▸ **EXERCISE**
Count the lines in the material below that contain the string "traffic", matching case exactly. Give only the number.

▸ **SUPPLIED RECORDS**
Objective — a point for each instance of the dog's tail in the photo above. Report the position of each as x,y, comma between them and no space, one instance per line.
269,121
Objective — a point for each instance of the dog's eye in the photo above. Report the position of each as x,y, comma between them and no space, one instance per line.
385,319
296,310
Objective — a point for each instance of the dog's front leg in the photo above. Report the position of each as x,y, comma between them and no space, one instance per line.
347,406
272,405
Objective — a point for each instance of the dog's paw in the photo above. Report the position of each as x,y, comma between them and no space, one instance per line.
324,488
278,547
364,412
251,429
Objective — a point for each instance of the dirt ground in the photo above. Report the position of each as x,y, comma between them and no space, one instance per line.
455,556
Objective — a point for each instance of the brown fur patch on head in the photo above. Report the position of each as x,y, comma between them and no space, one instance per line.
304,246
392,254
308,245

...

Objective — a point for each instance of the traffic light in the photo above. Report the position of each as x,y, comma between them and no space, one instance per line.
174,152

▸ **EXERCISE RESPONSE**
1